* WHAT YOU HAVE TO DO *
The lines to copy are those with "query" in them. Pull each one from the entries below.

━━━━━━━━━━━━━━━━━━━━

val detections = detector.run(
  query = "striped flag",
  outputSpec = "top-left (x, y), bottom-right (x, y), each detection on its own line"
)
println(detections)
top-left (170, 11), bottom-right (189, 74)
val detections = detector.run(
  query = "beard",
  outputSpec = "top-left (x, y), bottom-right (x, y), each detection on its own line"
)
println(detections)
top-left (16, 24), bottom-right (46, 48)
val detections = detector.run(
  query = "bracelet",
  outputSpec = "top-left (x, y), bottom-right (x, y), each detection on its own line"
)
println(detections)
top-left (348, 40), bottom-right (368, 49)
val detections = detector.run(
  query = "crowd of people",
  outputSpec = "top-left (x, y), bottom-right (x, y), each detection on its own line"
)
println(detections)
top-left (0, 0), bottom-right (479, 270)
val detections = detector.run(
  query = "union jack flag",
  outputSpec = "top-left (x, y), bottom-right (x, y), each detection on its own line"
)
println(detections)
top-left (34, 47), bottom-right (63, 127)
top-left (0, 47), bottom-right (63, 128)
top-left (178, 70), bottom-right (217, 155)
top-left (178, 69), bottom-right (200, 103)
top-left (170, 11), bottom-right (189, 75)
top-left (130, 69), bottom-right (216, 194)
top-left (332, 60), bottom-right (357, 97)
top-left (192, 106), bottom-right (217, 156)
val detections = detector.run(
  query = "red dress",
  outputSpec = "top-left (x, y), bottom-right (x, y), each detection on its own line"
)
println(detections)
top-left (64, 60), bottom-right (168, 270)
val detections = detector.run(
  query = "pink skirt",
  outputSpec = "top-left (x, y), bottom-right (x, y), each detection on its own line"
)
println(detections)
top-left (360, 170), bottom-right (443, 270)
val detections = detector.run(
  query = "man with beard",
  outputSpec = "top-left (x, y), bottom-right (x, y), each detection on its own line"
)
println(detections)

━━━━━━━━━━━━━━━━━━━━

* THE COMPLETED TASK *
  query = "striped flag",
  query = "beard",
  query = "bracelet",
  query = "crowd of people",
  query = "union jack flag",
  query = "red dress",
  query = "pink skirt",
  query = "man with beard",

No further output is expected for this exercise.